● Job 1: Echo the stretch of the listing from the line containing "# point at: the stone niche" through the line containing "(1050, 240)", both included, character for character.

● Quoted text:
=======

T1552: Unsecured Credentials

Adversaries may search compromised systems to find and obtain insecurely stored credentials. These credentials can be stored and/or misplaced in many locations on a system, including plaintext files (e.g. Shell History), operating system or application-specific repositories (e.g. Credentials in Registry), or other specialized files/artifacts (e.g. Private Keys).[1]

EnterpriseT1552TechniqueObject v1.5 Modified
Glexia's Take

Analyst context for executives and security teams

Analyst confidence High

Unsecured Credentials matters because it turns ordinary misconfiguration and user convenience into a credential-access path across endpoints, cloud, SaaS, identity providers, containers, network devices, and office platforms. The business risk is not just password theft; it is that misplaced secrets in files, registries, shell history, private keys, metadata services, container APIs, Group Policy Preferences, or chat messages can let an intruder reuse trusted access and expand an incident faster than teams can contain it.

Executive priority

Treat this as a control-assurance issue spanning IAM, endpoint hardening, cloud security, collaboration governance, and audit readiness. Leaders should ask whether the organization can prove where secrets are allowed to live, who can read them, whether privileged and cloud credentials are centrally managed, and whether SOC/IR teams can find evidence of credential searching across Windows, Linux, macOS, IaaS, SaaS, containers, office suites, network devices, and identity platforms. This technique is especially material for resilience because recovered credentials can support privilege escalation and lateral movement, as reflected by the related campaign/group/software context, but local exposure must be validated in the customer environment.

=======

● Data for this exercise:
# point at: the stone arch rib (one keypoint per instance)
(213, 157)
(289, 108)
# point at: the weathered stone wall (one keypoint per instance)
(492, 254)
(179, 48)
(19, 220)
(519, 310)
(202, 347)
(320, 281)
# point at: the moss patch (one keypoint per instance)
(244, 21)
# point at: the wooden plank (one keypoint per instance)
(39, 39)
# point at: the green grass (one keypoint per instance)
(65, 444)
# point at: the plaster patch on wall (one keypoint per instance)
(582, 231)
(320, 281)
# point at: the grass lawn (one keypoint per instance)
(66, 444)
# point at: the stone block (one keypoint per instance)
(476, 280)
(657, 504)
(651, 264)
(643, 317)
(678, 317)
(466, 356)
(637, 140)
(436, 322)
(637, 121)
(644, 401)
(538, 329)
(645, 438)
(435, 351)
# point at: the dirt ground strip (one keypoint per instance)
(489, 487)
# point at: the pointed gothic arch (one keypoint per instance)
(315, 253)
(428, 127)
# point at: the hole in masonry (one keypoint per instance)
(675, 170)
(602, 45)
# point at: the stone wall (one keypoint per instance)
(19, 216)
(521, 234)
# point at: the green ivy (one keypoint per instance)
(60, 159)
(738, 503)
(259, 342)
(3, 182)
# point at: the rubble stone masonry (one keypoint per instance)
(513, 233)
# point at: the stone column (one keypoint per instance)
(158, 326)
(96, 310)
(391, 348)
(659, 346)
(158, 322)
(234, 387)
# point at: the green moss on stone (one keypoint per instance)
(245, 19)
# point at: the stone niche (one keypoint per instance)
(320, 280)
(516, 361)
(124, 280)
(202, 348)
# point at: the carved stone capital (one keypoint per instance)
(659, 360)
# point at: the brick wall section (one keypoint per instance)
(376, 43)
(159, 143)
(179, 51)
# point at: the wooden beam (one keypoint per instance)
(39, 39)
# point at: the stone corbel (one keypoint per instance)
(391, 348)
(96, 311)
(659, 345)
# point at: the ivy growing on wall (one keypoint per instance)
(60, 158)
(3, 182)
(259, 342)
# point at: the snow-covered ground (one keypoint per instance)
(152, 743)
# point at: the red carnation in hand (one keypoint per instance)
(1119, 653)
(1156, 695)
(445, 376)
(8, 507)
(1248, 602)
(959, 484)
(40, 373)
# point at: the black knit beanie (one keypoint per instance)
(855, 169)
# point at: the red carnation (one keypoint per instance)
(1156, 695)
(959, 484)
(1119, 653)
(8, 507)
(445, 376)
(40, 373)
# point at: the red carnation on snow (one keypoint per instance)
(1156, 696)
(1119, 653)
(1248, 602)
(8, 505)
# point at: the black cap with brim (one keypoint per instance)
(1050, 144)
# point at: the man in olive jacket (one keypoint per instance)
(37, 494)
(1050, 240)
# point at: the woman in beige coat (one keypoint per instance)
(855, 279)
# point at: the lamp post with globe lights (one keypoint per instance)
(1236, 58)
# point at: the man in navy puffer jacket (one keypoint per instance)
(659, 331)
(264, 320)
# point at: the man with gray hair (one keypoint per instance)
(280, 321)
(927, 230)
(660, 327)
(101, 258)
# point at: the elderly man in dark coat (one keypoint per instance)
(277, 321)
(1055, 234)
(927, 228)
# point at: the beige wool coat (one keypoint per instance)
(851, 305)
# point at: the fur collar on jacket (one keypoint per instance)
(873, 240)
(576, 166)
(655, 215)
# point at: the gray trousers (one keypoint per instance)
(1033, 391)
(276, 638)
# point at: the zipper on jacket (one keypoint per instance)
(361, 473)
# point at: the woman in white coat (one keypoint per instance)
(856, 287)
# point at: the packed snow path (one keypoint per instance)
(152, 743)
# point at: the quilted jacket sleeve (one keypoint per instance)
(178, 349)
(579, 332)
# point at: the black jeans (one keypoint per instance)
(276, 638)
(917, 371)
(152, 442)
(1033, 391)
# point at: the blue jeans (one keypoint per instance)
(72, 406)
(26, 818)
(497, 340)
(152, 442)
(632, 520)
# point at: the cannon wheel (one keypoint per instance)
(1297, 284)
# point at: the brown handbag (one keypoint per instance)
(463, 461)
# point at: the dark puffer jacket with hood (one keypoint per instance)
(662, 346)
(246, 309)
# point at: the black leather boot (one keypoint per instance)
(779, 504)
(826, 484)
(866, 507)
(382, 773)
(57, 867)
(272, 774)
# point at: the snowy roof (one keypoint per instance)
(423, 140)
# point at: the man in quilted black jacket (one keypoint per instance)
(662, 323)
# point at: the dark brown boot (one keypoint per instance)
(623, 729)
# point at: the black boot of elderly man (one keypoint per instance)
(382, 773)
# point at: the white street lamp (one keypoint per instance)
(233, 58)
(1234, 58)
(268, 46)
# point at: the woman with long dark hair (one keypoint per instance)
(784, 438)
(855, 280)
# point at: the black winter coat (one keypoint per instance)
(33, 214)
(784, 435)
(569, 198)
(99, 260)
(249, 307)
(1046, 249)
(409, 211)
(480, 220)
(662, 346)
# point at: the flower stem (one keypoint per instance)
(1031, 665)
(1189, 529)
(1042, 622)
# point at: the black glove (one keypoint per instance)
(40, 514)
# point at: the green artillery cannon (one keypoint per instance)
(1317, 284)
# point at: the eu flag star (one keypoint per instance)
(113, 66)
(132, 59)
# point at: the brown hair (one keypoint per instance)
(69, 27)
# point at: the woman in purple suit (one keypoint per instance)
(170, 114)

=======

● Job 2: From the text on unsecured credentials, duplicate the stretch from "Treat this as" through "the customer environment." word for word.

● Written answer 1:
# point at: the stone niche (one keypoint per instance)
(320, 280)
(516, 361)
(124, 280)
(202, 348)
# point at: the carved stone capital (one keypoint per instance)
(659, 360)
# point at: the brick wall section (one keypoint per instance)
(376, 43)
(159, 143)
(179, 51)
# point at: the wooden beam (one keypoint per instance)
(39, 39)
# point at: the stone corbel (one keypoint per instance)
(391, 348)
(96, 311)
(659, 345)
# point at: the ivy growing on wall (one keypoint per instance)
(60, 158)
(3, 182)
(259, 342)
# point at: the snow-covered ground (one keypoint per instance)
(152, 743)
# point at: the red carnation in hand (one keypoint per instance)
(1119, 653)
(1156, 695)
(445, 376)
(8, 507)
(1248, 602)
(959, 484)
(40, 373)
# point at: the black knit beanie (one keypoint per instance)
(855, 169)
# point at: the red carnation (one keypoint per instance)
(1156, 695)
(959, 484)
(1119, 653)
(8, 507)
(445, 376)
(40, 373)
# point at: the red carnation on snow (one keypoint per instance)
(1156, 696)
(1119, 653)
(1248, 602)
(8, 505)
# point at: the black cap with brim (one keypoint per instance)
(1050, 144)
# point at: the man in olive jacket (one keypoint per instance)
(37, 494)
(1050, 240)

● Written answer 2:
Treat this as a control-assurance issue spanning IAM, endpoint hardening, cloud security, collaboration governance, and audit readiness. Leaders should ask whether the organization can prove where secrets are allowed to live, who can read them, whether privileged and cloud credentials are centrally managed, and whether SOC/IR teams can find evidence of credential searching across Windows, Linux, macOS, IaaS, SaaS, containers, office suites, network devices, and identity platforms. This technique is especially material for resilience because recovered credentials can support privilege escalation and lateral movement, as reflected by the related campaign/group/software context, but local exposure must be validated in the customer environment.